Problem description: Exactly and in full, give the records again.

Records from a data source
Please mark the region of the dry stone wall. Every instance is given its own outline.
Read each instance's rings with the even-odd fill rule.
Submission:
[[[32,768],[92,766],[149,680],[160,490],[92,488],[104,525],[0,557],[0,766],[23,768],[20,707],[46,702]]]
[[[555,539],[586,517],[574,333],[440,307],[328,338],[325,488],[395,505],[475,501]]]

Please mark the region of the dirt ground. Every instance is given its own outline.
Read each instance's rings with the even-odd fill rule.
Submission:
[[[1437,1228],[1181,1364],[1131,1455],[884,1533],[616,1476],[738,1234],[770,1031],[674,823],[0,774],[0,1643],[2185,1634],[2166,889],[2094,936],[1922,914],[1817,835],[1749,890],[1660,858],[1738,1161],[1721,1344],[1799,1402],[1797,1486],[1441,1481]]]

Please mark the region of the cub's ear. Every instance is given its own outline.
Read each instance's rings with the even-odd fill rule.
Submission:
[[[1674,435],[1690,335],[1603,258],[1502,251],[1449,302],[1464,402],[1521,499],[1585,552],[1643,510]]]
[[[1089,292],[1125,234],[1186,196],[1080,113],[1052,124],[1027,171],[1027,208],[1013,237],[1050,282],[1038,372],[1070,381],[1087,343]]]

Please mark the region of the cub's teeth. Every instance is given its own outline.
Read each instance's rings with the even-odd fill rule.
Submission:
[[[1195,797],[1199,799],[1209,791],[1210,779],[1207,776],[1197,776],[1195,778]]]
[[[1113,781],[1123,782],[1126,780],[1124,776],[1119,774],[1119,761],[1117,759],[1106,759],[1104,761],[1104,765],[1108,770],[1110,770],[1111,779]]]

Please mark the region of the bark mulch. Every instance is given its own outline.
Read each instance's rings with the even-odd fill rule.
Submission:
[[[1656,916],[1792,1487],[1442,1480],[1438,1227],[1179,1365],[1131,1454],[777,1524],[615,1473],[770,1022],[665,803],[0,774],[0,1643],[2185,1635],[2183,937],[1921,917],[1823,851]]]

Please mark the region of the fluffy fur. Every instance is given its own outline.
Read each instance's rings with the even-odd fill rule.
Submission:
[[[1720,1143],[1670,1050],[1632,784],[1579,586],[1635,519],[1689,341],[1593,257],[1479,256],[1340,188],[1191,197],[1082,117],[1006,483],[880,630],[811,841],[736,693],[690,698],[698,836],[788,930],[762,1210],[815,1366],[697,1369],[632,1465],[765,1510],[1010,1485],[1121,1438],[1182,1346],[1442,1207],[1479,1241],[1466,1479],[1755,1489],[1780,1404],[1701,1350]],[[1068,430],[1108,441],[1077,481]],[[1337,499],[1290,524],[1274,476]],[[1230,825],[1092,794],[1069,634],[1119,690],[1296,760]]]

Solution to the exercise:
Please mark the region of the dry stone wall. Every instance is given its own outline.
Read each instance's rings with the even-odd fill rule.
Submission:
[[[32,768],[92,766],[149,680],[160,490],[92,488],[104,525],[0,557],[0,766],[23,768],[20,707],[46,702]]]
[[[555,539],[586,517],[574,333],[440,307],[328,338],[325,488],[395,505],[475,501]]]

Please mark the region of the dirt ground. Every instance is given its own outline.
Read each instance's rings with the even-odd fill rule.
Submission:
[[[1437,1228],[1181,1364],[1131,1455],[884,1533],[616,1476],[738,1234],[770,1031],[674,823],[0,774],[0,1643],[2185,1634],[2166,889],[2094,936],[1922,914],[1817,835],[1749,890],[1660,858],[1738,1161],[1721,1344],[1799,1402],[1797,1486],[1441,1481]]]

Please mark the region of the cub's ear. Every instance is given its own outline.
Read each instance's rings with the even-odd fill rule.
Submission:
[[[1674,435],[1690,335],[1603,258],[1502,251],[1449,302],[1464,402],[1521,499],[1585,552],[1643,510]]]
[[[1089,292],[1125,234],[1186,196],[1080,113],[1052,124],[1027,171],[1027,208],[1013,237],[1050,282],[1038,372],[1070,381],[1087,343]]]

Please mark the region of the cub's teeth. Every instance is given its own outline.
Read each instance's rings with the even-odd fill rule.
Submission:
[[[1195,797],[1199,799],[1209,791],[1210,779],[1207,776],[1197,776],[1195,778]]]
[[[1113,781],[1123,782],[1126,780],[1124,776],[1119,774],[1119,761],[1117,759],[1106,759],[1104,761],[1104,765],[1108,770],[1110,770],[1111,779]]]

Please mark the region of the bark mulch. Every instance is given its own outline.
Read each instance's rings with the even-odd fill rule.
Submission:
[[[1656,916],[1792,1487],[1442,1480],[1438,1227],[1179,1365],[1131,1454],[777,1524],[615,1473],[770,1022],[665,803],[0,774],[0,1643],[2185,1635],[2183,937],[1921,917],[1823,851]]]

Please mark the region of the fluffy fur. Every instance is given its own outline.
Read each instance's rings with the even-odd fill rule.
Submission:
[[[1720,1143],[1670,1050],[1632,784],[1579,586],[1635,519],[1689,341],[1593,257],[1479,256],[1340,188],[1191,197],[1082,117],[1006,483],[880,630],[811,841],[736,693],[690,698],[698,836],[788,930],[762,1210],[815,1366],[697,1369],[632,1465],[765,1510],[1010,1485],[1121,1438],[1182,1346],[1442,1207],[1479,1241],[1466,1479],[1755,1489],[1780,1404],[1701,1350]],[[1068,430],[1108,441],[1077,481]],[[1337,499],[1290,524],[1274,476]],[[1230,825],[1092,794],[1069,634],[1119,690],[1296,760]]]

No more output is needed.